# Problem requirements:
Would you please write out every record exactly?

# Exercise data:

▼

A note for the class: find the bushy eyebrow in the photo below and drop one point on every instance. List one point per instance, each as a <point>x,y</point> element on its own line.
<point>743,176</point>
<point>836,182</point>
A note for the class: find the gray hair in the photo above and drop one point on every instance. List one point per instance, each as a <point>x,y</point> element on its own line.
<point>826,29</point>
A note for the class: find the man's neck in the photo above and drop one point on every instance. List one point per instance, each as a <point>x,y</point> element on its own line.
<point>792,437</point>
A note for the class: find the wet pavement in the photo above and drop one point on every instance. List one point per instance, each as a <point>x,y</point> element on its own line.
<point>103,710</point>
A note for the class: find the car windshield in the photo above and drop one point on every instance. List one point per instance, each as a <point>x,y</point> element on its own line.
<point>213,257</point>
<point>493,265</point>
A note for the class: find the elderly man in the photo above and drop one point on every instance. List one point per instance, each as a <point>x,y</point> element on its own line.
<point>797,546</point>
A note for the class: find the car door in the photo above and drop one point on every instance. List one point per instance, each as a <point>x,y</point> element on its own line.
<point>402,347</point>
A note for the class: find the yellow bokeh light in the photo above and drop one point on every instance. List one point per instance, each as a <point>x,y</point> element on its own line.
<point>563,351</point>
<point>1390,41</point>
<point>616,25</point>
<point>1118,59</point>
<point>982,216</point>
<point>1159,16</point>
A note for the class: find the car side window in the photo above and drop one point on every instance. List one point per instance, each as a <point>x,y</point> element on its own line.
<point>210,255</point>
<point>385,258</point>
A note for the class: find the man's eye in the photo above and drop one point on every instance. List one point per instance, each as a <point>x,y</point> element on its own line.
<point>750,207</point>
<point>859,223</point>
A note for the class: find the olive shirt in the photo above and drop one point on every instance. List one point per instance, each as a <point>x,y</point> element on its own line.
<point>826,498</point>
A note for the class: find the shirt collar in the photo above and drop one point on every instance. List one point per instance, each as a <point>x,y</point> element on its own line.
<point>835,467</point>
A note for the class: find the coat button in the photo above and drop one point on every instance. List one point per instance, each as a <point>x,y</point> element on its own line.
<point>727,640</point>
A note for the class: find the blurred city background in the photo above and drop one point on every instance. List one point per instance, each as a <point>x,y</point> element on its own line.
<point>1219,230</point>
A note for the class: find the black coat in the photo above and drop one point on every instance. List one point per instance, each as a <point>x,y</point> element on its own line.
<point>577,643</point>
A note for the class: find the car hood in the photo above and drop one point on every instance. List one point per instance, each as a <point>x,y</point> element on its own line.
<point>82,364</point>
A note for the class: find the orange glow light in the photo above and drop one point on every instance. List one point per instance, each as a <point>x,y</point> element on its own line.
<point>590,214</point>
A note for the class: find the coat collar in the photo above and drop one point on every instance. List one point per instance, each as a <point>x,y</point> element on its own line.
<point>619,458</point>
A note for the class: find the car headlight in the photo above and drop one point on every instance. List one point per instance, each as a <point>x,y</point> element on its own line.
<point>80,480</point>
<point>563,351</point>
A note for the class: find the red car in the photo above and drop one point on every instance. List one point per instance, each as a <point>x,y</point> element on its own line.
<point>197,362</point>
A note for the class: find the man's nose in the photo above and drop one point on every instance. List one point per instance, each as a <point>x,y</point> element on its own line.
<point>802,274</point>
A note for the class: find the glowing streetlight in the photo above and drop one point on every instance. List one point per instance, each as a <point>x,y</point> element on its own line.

▲

# Worked solution:
A note for the class: find the bushy eyebrow in the photo below and drop one point on every instance. List one point per instance, each as a <point>x,y</point> element on its own line.
<point>743,176</point>
<point>836,182</point>
A note for the class: find the gray hair in the photo above and drop one point on every instance. List one point per instance, each as a <point>x,y</point> element on its own line.
<point>826,29</point>
A note for the class: find the man's neck in the photo above and drop one point on every instance. List one point per instance, each as a <point>x,y</point> element on its own line.
<point>792,437</point>
A note for the class: find the wet pavement in the photo above and drop one point on every instance. List one point per instance, each as a <point>x,y</point> element on its own line.
<point>103,710</point>
A note for the class: find the car windshield in the photo above and drop one point on every instance. List one point per instance, each as a <point>x,y</point> element on its own line.
<point>213,257</point>
<point>493,265</point>
A note for the class: find the elderly man in the photo above and drop one point on every instance. List one point per instance, each as a <point>x,y</point> element on its own line.
<point>797,546</point>
A note for the class: find the car door in the photo above and drop one point on every instance. List one point per instance, each as a <point>x,y</point> element on its own line.
<point>402,347</point>
A note for the class: find the yellow bokeh light in the photo above and drop one point on every instance. List one point per instance, each as a <point>x,y</point> element on its own line.
<point>563,351</point>
<point>1390,41</point>
<point>616,25</point>
<point>1118,59</point>
<point>982,216</point>
<point>1159,16</point>
A note for the class: find the car side window in the photo above and drop one point on every instance. List one point per instance, each as a <point>x,y</point> element on its own line.
<point>210,255</point>
<point>385,258</point>
A note for the class: find the man's eye in the photo above and drop one point on every instance. List one point per instance, each as a <point>x,y</point> element on its own line.
<point>750,207</point>
<point>859,223</point>
A note for the class: find the olive shirt in the photo above and drop one point on every instance. List one point per instance, each as a <point>x,y</point> element on its own line.
<point>826,498</point>
A note for the class: find the shirt collar in the photo above and drop one point on every instance. List one point per instance, each as a <point>x,y</point> element on its own line.
<point>835,467</point>
A note for the class: find the coat button in the photo above and drop one point on every instance. List one point per instance, each as a <point>x,y</point> element on its own line.
<point>727,640</point>
A note for the class: find the blurred city background in the photo above and drop one point on every instance. List one point per instance, each as a <point>x,y</point> element on its own line.
<point>1219,230</point>
A note for the class: find the black coat in the photo above and drop one point on every instance. List one point per instance, each as a <point>x,y</point> element on its own line.
<point>577,643</point>
A note for the class: find the car hood in the photo above and drop one point on every instance. List one point per instance, each as a <point>x,y</point> element on its own line.
<point>82,364</point>
A note for the class: find the orange glow light in the photo above and drop one point on every instance. List one point per instance, each as a <point>x,y</point> element on its own line.
<point>590,214</point>
A note for the class: find the coat collar in the photo above and drop one point on every instance. List one point per instance, each as a <point>x,y</point> element on its own line.
<point>619,458</point>
A note for the class: find the car headlight in the photo above and drop one point on every instance. List one point per instance, each as a <point>x,y</point> element on its own line.
<point>80,480</point>
<point>563,351</point>
A note for the class: find the red car in the photo above and drop one point on every instance. List one point per instance, each as a <point>x,y</point> element on its own line.
<point>197,362</point>
A note for the class: find the man's nose in the photo above and drop one point on every instance. List one point per instance, each as a <point>x,y</point> element on its own line.
<point>802,274</point>
A note for the class: find the glowing streetlight in the photo above and drop one point on every instance. List one point per instance, each as a <point>x,y</point> element on its own line.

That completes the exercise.